GIVEN INSTRUCTION:
Find the line that contains "Phrase: hardtop roof". Then set down that line and all the lines after it, to the end of the records, exactly and with nothing added.

+++ RECORD EXCERPTS

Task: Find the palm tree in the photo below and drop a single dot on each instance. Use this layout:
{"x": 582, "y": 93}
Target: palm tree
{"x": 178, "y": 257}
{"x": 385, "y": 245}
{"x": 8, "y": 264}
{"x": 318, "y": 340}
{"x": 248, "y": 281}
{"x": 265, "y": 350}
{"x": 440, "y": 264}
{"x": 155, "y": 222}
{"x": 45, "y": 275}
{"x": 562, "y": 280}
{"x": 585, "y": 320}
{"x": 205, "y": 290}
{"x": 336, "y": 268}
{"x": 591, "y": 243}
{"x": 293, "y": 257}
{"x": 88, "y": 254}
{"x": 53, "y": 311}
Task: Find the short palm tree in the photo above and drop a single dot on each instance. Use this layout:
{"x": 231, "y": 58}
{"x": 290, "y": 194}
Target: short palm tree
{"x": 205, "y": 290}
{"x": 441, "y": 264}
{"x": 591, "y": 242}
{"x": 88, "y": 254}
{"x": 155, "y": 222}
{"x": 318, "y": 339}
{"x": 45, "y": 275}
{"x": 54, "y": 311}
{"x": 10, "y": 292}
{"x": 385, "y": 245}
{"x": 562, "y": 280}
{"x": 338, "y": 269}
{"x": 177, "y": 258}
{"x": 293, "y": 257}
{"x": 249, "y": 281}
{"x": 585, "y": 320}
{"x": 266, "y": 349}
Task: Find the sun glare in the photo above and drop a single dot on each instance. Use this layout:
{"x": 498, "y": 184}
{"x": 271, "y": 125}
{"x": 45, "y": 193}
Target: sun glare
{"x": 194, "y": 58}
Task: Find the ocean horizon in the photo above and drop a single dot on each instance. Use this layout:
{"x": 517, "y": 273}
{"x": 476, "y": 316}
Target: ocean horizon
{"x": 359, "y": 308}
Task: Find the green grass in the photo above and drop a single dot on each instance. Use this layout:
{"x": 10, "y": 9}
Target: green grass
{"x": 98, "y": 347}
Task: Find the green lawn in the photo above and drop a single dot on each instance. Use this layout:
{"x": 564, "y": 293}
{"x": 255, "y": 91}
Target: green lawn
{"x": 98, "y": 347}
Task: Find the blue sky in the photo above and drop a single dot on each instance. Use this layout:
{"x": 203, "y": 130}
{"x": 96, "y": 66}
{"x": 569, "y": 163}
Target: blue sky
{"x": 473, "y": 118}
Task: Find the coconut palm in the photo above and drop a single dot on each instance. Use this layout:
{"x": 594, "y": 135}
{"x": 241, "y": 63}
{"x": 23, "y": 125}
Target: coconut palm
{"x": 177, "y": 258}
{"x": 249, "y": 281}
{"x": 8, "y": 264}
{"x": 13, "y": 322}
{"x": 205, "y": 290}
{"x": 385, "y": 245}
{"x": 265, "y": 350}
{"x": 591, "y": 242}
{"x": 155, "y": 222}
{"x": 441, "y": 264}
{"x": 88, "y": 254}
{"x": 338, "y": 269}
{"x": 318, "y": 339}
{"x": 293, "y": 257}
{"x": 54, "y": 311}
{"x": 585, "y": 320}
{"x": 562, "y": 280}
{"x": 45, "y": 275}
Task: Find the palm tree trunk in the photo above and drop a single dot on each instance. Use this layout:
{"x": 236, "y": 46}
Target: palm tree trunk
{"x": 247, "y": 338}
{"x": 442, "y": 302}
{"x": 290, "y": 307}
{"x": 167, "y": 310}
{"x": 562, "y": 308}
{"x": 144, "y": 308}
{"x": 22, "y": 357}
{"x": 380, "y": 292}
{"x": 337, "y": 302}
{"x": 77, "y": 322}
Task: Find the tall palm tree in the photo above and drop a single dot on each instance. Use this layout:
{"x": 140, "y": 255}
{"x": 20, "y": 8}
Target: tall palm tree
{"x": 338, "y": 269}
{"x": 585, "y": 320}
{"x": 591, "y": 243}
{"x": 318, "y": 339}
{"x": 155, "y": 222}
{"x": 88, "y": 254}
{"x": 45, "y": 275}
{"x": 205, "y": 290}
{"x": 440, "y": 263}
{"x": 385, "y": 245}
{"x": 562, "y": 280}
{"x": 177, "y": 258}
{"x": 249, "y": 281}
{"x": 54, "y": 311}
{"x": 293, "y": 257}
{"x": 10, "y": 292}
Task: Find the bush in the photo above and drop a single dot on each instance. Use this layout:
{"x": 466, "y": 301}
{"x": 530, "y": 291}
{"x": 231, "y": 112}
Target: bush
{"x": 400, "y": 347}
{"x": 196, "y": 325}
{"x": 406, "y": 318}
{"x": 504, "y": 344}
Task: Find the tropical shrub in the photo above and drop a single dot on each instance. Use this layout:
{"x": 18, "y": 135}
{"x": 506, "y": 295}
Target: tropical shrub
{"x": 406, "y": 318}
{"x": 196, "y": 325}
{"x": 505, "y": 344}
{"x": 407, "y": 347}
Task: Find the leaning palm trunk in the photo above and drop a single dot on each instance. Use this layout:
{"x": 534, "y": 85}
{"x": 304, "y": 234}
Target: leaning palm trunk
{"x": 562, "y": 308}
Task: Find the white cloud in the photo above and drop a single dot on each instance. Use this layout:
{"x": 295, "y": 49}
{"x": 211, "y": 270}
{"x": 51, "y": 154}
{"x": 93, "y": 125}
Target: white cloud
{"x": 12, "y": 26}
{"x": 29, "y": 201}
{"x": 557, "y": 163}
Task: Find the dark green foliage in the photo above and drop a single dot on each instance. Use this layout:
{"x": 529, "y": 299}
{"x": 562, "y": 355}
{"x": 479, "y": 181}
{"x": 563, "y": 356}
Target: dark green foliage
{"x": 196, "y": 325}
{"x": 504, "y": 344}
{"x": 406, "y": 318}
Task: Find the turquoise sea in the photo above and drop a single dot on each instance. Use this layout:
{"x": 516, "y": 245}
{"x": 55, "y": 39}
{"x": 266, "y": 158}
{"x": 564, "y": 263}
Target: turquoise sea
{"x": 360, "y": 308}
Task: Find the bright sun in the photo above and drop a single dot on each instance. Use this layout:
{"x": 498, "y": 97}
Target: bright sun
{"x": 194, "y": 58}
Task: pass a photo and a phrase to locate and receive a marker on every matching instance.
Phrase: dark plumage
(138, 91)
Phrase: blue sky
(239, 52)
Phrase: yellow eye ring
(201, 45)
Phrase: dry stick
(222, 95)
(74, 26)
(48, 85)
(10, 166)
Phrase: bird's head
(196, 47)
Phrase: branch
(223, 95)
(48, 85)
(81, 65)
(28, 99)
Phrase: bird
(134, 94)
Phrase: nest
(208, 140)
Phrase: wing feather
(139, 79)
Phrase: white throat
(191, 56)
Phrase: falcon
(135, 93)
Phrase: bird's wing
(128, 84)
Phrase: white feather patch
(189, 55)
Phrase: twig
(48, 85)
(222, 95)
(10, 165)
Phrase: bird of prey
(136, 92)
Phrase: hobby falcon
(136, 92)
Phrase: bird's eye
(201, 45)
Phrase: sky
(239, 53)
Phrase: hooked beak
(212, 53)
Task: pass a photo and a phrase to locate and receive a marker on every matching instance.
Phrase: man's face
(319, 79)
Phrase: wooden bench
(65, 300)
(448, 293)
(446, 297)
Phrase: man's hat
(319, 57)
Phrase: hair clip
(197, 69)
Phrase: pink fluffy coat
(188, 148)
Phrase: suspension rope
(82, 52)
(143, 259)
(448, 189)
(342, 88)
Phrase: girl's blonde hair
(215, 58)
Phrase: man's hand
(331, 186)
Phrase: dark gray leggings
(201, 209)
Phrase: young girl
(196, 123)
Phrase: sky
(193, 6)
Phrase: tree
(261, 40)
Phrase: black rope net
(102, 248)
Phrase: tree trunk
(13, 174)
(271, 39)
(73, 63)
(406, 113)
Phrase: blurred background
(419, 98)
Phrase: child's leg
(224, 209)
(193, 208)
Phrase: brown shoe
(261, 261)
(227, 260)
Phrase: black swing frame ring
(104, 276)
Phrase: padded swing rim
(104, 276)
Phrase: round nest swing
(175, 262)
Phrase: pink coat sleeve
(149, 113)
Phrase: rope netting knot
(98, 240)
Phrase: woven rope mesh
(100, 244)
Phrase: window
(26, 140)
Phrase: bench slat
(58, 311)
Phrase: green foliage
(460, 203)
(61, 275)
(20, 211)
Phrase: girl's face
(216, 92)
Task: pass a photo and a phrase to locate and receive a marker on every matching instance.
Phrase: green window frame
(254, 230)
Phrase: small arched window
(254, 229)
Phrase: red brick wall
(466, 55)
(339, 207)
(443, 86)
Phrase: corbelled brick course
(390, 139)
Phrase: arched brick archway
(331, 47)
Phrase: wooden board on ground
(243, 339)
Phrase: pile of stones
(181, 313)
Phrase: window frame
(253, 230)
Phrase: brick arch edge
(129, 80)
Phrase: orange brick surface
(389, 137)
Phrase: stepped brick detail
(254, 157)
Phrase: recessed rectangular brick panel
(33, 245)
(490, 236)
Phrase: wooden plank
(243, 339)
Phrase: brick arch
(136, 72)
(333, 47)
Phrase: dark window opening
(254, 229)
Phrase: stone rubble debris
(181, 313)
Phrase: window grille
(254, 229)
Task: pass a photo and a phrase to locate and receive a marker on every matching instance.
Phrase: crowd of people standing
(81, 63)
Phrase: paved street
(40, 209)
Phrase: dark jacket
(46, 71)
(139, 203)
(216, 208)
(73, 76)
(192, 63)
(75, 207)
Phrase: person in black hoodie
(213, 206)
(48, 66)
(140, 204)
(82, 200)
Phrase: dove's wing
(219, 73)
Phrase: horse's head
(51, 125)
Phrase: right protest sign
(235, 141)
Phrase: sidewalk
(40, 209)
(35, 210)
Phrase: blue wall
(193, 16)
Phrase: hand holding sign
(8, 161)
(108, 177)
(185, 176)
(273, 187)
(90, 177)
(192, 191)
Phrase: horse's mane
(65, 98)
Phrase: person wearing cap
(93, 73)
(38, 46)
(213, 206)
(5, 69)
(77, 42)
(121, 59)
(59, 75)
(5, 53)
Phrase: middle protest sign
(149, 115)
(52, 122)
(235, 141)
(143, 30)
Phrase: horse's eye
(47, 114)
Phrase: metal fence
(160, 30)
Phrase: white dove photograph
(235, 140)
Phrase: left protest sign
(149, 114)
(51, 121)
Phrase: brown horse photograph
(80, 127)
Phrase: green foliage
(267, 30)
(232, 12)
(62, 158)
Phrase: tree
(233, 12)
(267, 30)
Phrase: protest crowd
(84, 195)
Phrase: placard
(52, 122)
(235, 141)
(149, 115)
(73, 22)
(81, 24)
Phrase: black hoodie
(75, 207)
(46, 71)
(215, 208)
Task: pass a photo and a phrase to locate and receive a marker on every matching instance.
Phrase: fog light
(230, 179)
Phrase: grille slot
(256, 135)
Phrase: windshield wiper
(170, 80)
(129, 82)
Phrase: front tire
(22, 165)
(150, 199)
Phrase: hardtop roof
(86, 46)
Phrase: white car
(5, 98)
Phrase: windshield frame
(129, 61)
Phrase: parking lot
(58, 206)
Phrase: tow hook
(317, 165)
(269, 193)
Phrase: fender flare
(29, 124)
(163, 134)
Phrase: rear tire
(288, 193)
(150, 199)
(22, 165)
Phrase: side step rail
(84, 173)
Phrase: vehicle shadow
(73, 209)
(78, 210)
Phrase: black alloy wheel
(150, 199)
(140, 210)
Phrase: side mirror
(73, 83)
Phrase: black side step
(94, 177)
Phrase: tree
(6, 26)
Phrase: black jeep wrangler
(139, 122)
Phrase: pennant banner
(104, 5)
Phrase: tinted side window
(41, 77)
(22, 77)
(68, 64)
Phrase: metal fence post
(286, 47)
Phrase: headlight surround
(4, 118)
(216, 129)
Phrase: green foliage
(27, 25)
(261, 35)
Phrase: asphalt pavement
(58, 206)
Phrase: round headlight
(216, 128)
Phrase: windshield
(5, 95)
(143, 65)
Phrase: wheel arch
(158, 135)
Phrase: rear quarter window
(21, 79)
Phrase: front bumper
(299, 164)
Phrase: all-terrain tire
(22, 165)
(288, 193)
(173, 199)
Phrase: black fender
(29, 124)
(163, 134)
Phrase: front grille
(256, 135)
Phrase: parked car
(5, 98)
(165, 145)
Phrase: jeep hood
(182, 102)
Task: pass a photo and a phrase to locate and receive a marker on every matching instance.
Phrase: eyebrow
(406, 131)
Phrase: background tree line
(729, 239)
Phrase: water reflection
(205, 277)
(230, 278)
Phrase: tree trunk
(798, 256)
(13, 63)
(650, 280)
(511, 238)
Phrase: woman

++++++

ANSWER TO THE TASK:
Phrase: hardtop roof
(86, 46)
Phrase: white car
(5, 98)
Phrase: windshield frame
(129, 61)
Phrase: parking lot
(58, 206)
Phrase: tow hook
(317, 165)
(269, 193)
Phrase: fender flare
(29, 124)
(163, 134)
Phrase: rear tire
(288, 193)
(150, 199)
(22, 165)
Phrase: side step rail
(84, 173)
Phrase: vehicle shadow
(73, 209)
(78, 210)
Phrase: black alloy wheel
(150, 199)
(140, 210)
Phrase: side mirror
(73, 83)
Phrase: black side step
(94, 177)
Phrase: tree
(6, 26)
Phrase: black jeep wrangler
(139, 122)
Phrase: pennant banner
(104, 5)
Phrase: tinted side window
(41, 77)
(22, 77)
(68, 64)
Phrase: metal fence post
(286, 47)
Phrase: headlight surround
(4, 118)
(216, 129)
Phrase: green foliage
(27, 25)
(261, 35)
Phrase: asphalt pavement
(58, 206)
Phrase: round headlight
(216, 128)
Phrase: windshield
(5, 95)
(143, 65)
Phrase: wheel arch
(158, 135)
Phrase: rear quarter window
(21, 79)
Phrase: front bumper
(299, 164)
Phrase: all-terrain tire
(22, 165)
(288, 193)
(173, 199)
Phrase: black fender
(29, 124)
(163, 134)
Phrase: front grille
(256, 135)
Phrase: parked car
(5, 98)
(165, 145)
Phrase: jeep hood
(182, 102)
Task: pass a photo and a phrase to locate and receive a marker on every matching instance.
Phrase: eyebrow
(406, 131)
Phrase: background tree line
(729, 239)
Phrase: water reflection
(205, 277)
(230, 278)
Phrase: tree trunk
(798, 256)
(13, 63)
(650, 280)
(511, 238)
Phrase: woman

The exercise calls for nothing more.